_TASKS AND EXERCISES_:
A: Answer the following from the integral thread below, one line per answer:
(i) What substitution does the first comment make?
(ii) In the general definition of the expected value of a random variable, the integral is taken with respect to what?
(iii) What does one reply call the product-rule approach?
B: Extend the integral thread below with several further comments, beginning after its final reply.

_EXTRACT_:
I'm not familiar with this kind of mathematics, but here's my approach. Let y=x^2, making the integral y^(1/2) dy. This equals 2/3*y^(3/2). Substituting back yields 2/3*y^3. Plug in the bound to get 2/3*(1-0) = 2/3.
So, I got the same result. But I'm not sure how well this idea generalizes or if there are any ways in which it breaks.
thats what I did xD
dx^2 is dx^2/dx * dx
= d/dx[x^2] * dx
= 2xdx
They are equivalent as long as g is continuously differentiable and strictly increasing.
That's exactly what I did. I put u = x^2, so dx^2 becomes du, and x = u^(1/2). Then integral is u^(1/2) du which gives U^(3/2) / 3/2 => 1/(3/2) i.e. 2/3.
@@Qaptyl Leibniz notation is the best lol
nice try, but we know that dx is very small, so higher orders are basically zero which yields the trivial result of zero for the integral
fucc, u got me D:
But this isn't (dx)^2, this is d(x^2).
@@KinuTheDragon for dx = x = 0 it holds
@alexander8311 wait, so dx = sin(x)
@@diobrando7642
wrong. dx=dsin(x)
Once you defined the terms of the original integral it all made sense. I never thought about integrating across a different function instead of just dx.
:)
Very useful integral in probability.
Help explain
@williamnathanael412 In statistics, every random variable admits a cumulative distribution function F_X, but not every random variable admits a density/mass function. So, in general, we can define the expected value of a random variable X as E(X)=\int x dF_X(x) (integrating w.r.t. the cdf).
@@williamnathanael412 see properties section in this wiki article as a starting point: en.wikipedia.org/wiki/Expected_value?wprov=sfla1
@@phonon1isn't the generalized case the integral over Omega of X in dP?
yes he should also show for a discrete probability how the integral works out to be the usual sum
From the product rule, d(x*x^2) = x d(x^2) + dx*x^2. So x^3|(0->1) = int(x d(x^2))|(0->1) + int(x^2 dx)|(0->1). 1 = int(x d(x^2))|(0->1) + ⅓. So the answer is 1 - ⅓ = ⅔
Very nice approach! :)
This is just integration by parts btw
@@siwygameplay Not exactly, it depends on your interpretation.

_MATERIAL SHOWN_:
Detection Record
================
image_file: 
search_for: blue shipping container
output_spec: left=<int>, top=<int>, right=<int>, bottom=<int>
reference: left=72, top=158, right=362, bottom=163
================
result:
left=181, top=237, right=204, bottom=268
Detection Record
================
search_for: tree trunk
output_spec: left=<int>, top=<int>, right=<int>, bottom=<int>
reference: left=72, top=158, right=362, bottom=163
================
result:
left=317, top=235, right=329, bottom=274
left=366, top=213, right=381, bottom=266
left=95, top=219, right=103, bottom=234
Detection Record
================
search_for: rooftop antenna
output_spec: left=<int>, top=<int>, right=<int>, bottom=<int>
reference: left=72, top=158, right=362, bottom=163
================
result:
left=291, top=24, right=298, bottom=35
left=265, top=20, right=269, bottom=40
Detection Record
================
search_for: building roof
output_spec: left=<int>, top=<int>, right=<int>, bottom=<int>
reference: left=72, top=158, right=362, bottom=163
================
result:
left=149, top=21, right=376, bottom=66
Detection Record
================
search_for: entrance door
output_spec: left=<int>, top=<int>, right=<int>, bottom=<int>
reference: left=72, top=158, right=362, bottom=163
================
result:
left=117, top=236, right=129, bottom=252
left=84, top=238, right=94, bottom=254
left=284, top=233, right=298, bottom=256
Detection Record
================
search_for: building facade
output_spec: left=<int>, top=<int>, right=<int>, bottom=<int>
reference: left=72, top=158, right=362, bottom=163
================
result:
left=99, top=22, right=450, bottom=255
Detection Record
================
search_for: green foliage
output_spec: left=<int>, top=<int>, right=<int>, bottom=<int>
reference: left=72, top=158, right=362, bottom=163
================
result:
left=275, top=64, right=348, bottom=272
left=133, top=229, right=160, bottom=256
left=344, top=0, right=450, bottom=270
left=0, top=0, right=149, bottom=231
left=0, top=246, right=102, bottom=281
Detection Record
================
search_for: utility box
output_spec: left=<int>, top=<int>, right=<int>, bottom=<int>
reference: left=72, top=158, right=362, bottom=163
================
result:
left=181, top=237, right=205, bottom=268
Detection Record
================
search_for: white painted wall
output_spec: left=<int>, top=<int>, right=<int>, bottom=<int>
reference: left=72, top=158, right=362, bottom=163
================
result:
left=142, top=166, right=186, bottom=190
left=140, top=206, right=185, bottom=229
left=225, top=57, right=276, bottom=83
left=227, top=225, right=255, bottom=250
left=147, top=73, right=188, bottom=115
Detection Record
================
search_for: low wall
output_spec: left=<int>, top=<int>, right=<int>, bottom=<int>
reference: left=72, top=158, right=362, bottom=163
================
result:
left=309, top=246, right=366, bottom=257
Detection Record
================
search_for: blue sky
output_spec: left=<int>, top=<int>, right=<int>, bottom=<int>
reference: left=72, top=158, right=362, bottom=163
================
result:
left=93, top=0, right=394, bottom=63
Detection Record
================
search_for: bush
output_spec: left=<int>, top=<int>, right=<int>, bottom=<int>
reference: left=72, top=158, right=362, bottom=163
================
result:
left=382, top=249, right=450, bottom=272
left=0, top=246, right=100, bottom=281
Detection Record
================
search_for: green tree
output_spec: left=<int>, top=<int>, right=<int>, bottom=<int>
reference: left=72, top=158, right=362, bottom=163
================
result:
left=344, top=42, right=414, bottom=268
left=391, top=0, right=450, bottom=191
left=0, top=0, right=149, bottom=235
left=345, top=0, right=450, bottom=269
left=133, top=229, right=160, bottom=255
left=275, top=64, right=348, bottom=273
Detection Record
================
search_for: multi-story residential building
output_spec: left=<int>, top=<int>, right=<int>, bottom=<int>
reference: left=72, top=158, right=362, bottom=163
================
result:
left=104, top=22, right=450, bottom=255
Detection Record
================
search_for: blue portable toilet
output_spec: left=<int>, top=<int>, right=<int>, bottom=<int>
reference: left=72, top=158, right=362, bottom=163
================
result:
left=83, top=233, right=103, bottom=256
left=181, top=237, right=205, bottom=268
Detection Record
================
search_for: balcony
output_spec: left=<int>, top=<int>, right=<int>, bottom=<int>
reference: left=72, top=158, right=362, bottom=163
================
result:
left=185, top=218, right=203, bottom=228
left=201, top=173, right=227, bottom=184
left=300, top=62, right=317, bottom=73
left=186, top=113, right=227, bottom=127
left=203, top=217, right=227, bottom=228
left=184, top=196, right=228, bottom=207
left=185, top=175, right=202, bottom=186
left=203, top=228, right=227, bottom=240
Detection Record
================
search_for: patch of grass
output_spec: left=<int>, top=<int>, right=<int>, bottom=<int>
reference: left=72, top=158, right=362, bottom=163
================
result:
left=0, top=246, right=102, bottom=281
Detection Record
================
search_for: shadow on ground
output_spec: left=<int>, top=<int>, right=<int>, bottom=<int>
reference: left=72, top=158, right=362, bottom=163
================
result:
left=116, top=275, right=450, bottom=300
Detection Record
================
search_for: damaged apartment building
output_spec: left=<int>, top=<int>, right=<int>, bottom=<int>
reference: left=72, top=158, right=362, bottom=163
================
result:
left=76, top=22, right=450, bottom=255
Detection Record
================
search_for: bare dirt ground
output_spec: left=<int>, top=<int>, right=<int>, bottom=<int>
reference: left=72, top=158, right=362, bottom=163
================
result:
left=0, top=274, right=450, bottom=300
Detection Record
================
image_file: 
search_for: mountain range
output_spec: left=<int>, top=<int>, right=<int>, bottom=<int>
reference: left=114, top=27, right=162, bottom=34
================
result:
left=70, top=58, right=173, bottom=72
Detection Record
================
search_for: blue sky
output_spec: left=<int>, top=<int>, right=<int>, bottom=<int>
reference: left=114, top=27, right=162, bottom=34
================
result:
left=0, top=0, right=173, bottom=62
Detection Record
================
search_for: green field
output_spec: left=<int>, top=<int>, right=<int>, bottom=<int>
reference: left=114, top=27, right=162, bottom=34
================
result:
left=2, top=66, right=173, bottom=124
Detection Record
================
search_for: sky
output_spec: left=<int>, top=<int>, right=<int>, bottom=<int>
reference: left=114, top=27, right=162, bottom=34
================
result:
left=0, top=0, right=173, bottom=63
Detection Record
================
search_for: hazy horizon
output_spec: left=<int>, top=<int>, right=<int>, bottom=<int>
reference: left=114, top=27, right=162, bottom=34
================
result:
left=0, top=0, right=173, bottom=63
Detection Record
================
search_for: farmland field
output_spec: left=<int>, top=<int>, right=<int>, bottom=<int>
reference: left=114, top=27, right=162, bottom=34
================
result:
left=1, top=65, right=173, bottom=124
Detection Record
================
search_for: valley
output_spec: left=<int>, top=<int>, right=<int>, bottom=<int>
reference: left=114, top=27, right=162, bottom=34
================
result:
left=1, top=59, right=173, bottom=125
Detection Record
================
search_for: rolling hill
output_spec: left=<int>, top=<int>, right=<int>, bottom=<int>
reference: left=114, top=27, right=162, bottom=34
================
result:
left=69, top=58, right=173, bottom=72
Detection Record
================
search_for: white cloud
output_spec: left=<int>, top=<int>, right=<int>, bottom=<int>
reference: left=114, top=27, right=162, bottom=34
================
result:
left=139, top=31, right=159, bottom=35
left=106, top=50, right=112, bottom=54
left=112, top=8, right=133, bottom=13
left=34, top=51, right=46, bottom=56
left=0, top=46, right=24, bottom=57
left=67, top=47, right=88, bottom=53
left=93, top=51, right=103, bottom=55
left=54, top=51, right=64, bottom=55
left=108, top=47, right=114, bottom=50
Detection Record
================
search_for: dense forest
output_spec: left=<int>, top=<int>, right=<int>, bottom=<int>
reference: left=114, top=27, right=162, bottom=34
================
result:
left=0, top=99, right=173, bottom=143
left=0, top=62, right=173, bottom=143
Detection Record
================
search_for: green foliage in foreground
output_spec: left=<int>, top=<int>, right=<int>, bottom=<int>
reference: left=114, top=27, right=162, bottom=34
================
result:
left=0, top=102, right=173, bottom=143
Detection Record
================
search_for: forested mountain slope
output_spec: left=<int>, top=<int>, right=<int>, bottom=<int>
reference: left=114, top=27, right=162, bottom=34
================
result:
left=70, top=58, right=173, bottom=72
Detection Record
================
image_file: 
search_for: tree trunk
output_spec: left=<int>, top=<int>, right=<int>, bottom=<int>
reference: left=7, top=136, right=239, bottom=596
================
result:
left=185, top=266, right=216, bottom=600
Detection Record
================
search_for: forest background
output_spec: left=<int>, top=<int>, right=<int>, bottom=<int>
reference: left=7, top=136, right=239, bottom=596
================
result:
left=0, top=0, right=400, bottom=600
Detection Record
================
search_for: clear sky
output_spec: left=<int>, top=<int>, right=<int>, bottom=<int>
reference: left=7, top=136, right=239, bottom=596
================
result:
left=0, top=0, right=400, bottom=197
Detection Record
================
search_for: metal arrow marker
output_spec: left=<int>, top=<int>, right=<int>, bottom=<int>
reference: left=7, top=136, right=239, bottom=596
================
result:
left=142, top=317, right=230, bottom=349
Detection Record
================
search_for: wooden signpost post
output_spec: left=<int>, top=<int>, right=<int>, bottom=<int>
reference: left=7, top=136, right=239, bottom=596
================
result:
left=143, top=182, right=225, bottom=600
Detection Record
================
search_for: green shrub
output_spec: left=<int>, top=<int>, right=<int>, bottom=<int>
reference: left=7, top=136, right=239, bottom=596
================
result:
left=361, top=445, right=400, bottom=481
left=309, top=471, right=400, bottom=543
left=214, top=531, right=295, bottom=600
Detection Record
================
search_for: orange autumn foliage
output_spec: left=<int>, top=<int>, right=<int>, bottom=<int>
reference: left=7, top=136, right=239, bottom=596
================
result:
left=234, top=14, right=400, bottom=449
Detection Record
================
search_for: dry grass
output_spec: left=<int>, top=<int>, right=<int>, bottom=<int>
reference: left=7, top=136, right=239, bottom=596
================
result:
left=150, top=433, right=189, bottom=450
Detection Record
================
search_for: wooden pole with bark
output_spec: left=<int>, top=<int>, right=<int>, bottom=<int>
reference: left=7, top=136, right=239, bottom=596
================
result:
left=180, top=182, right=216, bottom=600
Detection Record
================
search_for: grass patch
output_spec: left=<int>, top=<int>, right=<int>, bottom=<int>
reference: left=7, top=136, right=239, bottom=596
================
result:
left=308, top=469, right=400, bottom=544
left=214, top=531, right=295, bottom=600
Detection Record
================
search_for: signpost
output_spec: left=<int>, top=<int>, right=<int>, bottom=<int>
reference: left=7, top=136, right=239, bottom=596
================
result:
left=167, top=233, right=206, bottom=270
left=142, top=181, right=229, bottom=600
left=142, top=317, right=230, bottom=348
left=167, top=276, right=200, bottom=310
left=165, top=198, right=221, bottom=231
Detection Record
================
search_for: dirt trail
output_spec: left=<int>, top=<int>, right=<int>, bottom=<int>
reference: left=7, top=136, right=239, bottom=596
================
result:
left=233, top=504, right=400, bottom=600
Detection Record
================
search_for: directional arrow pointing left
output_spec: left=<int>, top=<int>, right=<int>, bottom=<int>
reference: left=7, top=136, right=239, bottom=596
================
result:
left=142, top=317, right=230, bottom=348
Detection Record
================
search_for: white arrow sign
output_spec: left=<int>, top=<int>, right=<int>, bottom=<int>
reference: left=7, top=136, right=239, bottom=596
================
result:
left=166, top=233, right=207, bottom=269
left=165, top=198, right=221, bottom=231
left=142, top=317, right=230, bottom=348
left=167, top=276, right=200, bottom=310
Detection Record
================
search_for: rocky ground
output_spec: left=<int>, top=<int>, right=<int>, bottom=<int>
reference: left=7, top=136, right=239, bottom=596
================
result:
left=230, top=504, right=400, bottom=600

_RESPONSE LIST_:
A:
(i) y = x^2
(ii) The cumulative distribution function, F_X
(iii) Integration by parts

B:
@@renanwilliamprado5380 and what interpretation is that
Isn't this solvable by writing x as sqrt(x^2) and then treating it as int{sqrt(t)dt} with t= x^2
yea that's basically what i thought (to let x^2=u). But this video wasn't just about getting the right answer. This vid provided a good insight on what it means to integrate w.r.t g(x)...
@@hassanniaz7583Sure, but I thought he'd use substitution at the end to show how to relate the two different types of integrals.
Is really similar to the easier way he uses later in the video, but notice that x ≠ sqrt(x²), in fact, sqrt(x²) = |x|.
Still, in this case, it is true, since we are working in [0,1], but the correct way to conclude what you said I think it would be
Int x dx²
Int x 2x dx
Using t = x² and dt = 2x dx
Int sqrt(t) dt
Yes. Exactly how I approached it.
Why using change of variables, isn't it just Int 2x^2 dx = 2/3 * x^3 ?
No one gonna talk about the farmers tan?? Goes crazyyyyy
Papa flammy has been engulfed in flamen!
Oh wow, I wasn’t expecting to see a Riemann-Stieltjes integral today
Never seen a definite integral done by definition. Very exciting video
thx :)
12:00, 2i-1.
Yeah i thought i was crazy for a second
It yields the same result. But yeah.. it's 2i-1. I had to do the sum like 5 times to convince me 😂
Personaly, I'd just use some differential geometry result
dx² is a volume form onto the segment [0,1], it can simply be calculated as : dx² = 2xdx (as it is the exterior derivative of the scalar field x->x²)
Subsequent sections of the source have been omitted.